[Extrait du texte]
---

Sur la peinture et la poésie chinoise en général et les vers parallèles en particulier:
Les vers parallèles (Duilians) ont une place importante dans la poésie chinoise :
" Voix des oiseaux rassemblés dans le vieux monastère
Ombres des oiseaux passant sur le froid vivier"
(Du Fu)
Les correspondances syntactiques sont rigoureusement observées d’une ligne à l’autre, faisant de chacun des deux vers un strict équivalent de l’autre (grammaticalement identiques); de plus le
parallélisme nous permet de lire ces vers en long mais aussi en large. Contrairement au mode discursif qui va de l’avant et se déploie dans le temps le mode parallèle suspend l’écoulement
temporel, les deux images sont à la fois indépendantes et liées. La poésie chinoise se déroule dans le temps et l’espace comme sa peinture ; peinture, calligraphie et poésie sont intimement
liées. Ce principe se manifeste par le courant d'indétermination qui traverse le texte, comme les brumes traversent les paysages chinois ; les Chinois anciens évitaient les représentations
humaines, confiant au paysage la tâche de signifier leur monde intérieur.
Les ressources picturales de l'écriture chinoise dispensent le poète de descriptions verbeuses: il n’explique ni ne raconte (il
fait directement voir et sentir) et ce qu’il offre au lecteur n’est pas une description mais une impression ( Par tradition aussi, dans la Chine ancienne, l'homme exprimait ses sentiments par la voix de la femme (lire les poèmes de Li Po*)).
La peinture idéale n’est
pas achevée sur le papier mais dans l’esprit de celui qui la contemple. Nous touchons ici à la question de la valeur active du vide : il s’agit non seulement des blancs de la peinture mais
aussi de l’au-delà des mots du poème.

---

[Série d'exercices]
a. Dans le texte sur la poésie chinoise, reformulez sous forme de liste le paragraphe commençant par « Les ressources picturales de l'écriture chinoise », en conservant ses faits principaux.
b. Indiquez si chacune des affirmations suivantes concorde avec le texte sur la poésie chinoise, en répondant par oui ou par non et en citant les mots décisifs du texte : (i) dans les vers parallèles, les deux vers sont grammaticalement identiques ; (ii) les Chinois anciens privilégiaient les représentations humaines ; (iii) la peinture idéale s'achève sur le papier.
c. Rédigez la suite du texte sur la poésie chinoise, en reprenant après sa dernière phrase.
Les entrées qui suivent sont issues d'une autre source.

---

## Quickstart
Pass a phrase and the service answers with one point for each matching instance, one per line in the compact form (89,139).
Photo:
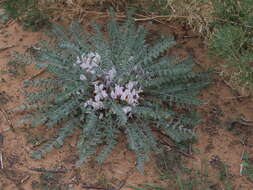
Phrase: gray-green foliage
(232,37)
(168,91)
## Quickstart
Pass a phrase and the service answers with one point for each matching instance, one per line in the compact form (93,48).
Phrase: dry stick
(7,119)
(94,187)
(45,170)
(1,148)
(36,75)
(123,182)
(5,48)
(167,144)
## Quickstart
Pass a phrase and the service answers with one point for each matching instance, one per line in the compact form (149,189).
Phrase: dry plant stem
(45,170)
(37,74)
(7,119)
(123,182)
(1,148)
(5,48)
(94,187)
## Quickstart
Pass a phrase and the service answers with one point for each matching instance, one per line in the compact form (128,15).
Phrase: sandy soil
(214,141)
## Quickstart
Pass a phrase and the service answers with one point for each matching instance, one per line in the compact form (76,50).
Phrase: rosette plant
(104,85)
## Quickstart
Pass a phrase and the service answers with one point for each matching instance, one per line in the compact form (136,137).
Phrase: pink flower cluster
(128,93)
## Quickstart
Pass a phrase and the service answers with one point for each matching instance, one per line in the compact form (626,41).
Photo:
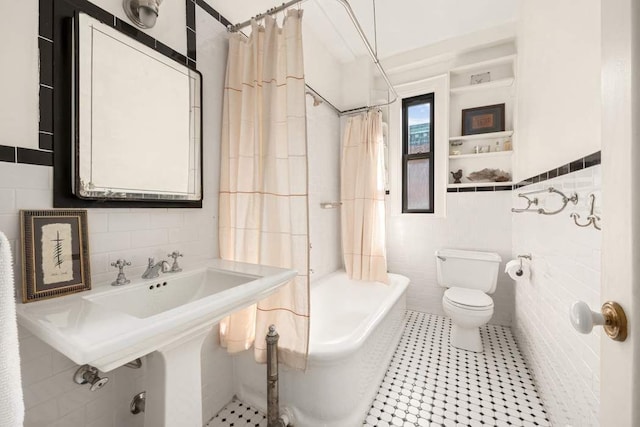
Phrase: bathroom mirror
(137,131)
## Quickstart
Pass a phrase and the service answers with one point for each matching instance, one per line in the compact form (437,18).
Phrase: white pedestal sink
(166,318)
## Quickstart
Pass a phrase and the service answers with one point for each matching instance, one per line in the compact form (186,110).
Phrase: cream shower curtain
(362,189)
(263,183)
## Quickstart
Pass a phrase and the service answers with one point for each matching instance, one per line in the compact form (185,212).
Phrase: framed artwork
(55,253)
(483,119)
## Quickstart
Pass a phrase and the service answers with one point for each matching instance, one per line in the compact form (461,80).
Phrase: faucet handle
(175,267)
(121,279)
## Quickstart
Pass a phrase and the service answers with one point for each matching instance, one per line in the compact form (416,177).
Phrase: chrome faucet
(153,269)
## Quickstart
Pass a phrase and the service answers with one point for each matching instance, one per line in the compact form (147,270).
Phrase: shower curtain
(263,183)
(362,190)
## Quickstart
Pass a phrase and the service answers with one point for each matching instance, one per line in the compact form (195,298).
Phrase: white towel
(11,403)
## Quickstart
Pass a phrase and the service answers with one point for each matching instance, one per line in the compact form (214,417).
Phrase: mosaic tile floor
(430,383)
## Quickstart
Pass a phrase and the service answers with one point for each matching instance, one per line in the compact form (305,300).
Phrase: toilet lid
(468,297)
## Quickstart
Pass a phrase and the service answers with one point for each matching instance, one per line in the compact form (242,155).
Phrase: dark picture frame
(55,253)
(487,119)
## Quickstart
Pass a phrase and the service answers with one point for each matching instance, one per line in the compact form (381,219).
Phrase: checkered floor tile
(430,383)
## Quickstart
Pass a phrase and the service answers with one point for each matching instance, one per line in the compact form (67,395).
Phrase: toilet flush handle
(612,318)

---

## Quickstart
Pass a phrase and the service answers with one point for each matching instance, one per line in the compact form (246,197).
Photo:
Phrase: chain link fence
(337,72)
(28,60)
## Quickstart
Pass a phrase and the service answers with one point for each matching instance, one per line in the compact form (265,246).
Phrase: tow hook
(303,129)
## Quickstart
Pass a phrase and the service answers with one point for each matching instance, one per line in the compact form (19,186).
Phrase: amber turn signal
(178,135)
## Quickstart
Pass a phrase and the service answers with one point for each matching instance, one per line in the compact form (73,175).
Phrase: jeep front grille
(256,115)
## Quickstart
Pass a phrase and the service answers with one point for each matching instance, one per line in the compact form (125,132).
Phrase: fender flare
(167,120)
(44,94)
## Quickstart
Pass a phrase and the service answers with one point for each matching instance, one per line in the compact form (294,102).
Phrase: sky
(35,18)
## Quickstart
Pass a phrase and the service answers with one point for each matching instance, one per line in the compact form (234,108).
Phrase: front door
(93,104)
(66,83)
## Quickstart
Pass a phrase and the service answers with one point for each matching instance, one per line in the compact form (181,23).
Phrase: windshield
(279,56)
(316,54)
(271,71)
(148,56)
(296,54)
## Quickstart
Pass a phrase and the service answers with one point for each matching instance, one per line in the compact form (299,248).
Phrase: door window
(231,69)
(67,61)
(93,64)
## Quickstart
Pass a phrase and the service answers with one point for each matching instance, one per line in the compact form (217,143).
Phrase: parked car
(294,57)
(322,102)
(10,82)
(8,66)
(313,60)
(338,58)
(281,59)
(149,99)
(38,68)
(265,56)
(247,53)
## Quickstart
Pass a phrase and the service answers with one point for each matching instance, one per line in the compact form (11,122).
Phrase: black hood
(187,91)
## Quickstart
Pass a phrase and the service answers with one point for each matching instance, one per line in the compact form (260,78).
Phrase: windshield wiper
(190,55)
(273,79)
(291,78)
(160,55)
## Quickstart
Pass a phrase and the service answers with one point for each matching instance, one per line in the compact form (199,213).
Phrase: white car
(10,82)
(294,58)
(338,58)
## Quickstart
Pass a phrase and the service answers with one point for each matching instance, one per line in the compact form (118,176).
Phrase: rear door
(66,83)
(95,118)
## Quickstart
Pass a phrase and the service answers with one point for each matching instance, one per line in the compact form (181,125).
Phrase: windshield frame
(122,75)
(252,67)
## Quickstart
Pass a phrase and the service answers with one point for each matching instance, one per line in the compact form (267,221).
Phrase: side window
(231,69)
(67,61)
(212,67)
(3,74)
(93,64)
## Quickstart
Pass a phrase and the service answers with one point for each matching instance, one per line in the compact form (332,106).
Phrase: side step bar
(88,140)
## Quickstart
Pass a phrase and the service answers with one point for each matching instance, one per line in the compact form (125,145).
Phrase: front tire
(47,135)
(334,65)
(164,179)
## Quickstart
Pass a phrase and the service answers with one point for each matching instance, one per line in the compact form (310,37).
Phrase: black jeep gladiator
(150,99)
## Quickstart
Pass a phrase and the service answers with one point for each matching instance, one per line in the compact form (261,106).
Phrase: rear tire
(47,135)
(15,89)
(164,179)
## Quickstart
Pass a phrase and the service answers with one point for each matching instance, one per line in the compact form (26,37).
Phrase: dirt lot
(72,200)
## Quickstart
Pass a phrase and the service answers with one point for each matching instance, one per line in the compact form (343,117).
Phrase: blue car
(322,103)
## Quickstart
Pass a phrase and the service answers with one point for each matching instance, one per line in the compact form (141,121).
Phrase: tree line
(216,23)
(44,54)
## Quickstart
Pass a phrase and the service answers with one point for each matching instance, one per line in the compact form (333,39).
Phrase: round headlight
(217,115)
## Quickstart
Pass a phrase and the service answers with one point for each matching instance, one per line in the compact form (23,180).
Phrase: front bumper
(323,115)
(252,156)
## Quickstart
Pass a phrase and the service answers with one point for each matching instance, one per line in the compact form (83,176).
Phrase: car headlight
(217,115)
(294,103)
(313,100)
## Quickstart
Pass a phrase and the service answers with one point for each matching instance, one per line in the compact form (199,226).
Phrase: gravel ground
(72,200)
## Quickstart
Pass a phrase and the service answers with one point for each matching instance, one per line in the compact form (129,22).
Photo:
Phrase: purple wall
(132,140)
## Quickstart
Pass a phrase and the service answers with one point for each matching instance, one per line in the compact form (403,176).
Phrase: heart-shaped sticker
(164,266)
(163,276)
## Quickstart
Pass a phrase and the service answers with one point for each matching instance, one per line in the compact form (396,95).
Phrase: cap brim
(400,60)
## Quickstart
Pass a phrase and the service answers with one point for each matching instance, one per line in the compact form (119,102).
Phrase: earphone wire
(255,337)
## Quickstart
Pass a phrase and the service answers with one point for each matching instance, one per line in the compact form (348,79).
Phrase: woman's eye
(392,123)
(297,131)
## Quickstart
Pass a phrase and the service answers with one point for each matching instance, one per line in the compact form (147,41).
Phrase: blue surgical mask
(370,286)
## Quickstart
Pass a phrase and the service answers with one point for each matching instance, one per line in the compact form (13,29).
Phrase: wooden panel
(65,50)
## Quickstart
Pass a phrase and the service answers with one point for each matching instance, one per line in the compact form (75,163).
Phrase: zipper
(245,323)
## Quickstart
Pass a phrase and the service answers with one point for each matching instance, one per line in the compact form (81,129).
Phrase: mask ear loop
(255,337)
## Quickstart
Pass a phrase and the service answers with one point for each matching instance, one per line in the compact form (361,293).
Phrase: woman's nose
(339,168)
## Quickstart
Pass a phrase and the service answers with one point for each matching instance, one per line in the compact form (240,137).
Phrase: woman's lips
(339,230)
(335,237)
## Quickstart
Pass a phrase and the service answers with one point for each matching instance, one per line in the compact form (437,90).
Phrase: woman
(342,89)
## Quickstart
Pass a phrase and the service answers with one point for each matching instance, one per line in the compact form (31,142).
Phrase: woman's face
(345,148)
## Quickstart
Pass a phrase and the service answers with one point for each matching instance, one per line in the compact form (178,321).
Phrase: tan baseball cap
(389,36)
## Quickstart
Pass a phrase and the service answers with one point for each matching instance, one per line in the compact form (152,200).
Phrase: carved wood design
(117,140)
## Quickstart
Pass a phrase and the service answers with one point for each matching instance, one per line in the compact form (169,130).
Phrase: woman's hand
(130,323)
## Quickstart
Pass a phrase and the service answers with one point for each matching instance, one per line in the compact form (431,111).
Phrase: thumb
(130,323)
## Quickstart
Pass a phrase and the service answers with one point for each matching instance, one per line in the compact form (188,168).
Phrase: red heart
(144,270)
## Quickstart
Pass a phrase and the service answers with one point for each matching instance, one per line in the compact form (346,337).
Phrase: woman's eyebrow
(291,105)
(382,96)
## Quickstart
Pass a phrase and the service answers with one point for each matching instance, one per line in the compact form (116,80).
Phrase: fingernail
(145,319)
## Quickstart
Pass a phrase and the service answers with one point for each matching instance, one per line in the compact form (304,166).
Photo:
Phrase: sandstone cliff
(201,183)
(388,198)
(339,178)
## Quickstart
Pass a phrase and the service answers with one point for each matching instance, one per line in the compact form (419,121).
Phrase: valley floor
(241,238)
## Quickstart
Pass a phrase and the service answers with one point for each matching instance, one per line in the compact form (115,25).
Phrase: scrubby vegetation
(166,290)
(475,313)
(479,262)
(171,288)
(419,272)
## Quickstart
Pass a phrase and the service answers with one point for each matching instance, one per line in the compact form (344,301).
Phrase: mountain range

---

[Corrigé des exercices]
a.
- Grâce aux ressources picturales de l'écriture chinoise, le poète n'a pas besoin de descriptions verbeuses.
- Il n'explique ni ne raconte : il fait directement voir et sentir.
- Il offre au lecteur une impression, non une description.
- Par tradition, dans la Chine ancienne, l'homme exprimait ses sentiments par la voix de la femme, comme dans les poèmes de Li Po.

b.
(i) Oui : « faisant de chacun des deux vers un strict équivalent de l’autre (grammaticalement identiques) ».
(ii) Non : « les Chinois anciens évitaient les représentations humaines ».
(iii) Non : « La peinture idéale n’est pas achevée sur le papier mais dans l’esprit de celui qui la contemple ».

c.
On pense, bien sûr, au similitude et à la filiation avec le haïku qui développe un langage laissant opérer le Vide sans pour autant perdre l'intelligibilité, la fluidité, la lisibilité du
texte .
Sur les « Vertus du vide » dans la peinture et la poésie chinoise, voir l’article « Arts et lettres » dans « La forêt en feu » de l’excellent Simon Leys.
la froideur des serveurs de l'hôtel de luxe
la chaleur des vendeurs du marché aux puces
Un jour si sombre, on voit parfois encore la nuit
Une nuit si longue, on voit presque déjà l'ennui
la jeune fille sage
les yeux baissés sur ses seins
Le plan panoramique correspond à la peinture "dispersée" chinoise qui tend à figurer le paysage tel qu'on le voit en
marchant, en opposition à la perspective en ligne de fuite occidentale qui vise à reproduire une image totale et donc statique et subjective du paysage. Le point de vue panoramique permet
d'intégrer le foisonnement des "voies" (Dao) dans un ensemble cohérent et sans exclusive...
* "...Nuit après nuit,
je suis seule.
La bougie rouge,
dans son bougeoir d'argent,
elle aussi, laisse couler
des larmes sans fin.
Nuit après nuit,
je laisse libre ta place
sous la couverture,
dans l'espoir
que durant mon rêve
tu te glisse
auprès de moi."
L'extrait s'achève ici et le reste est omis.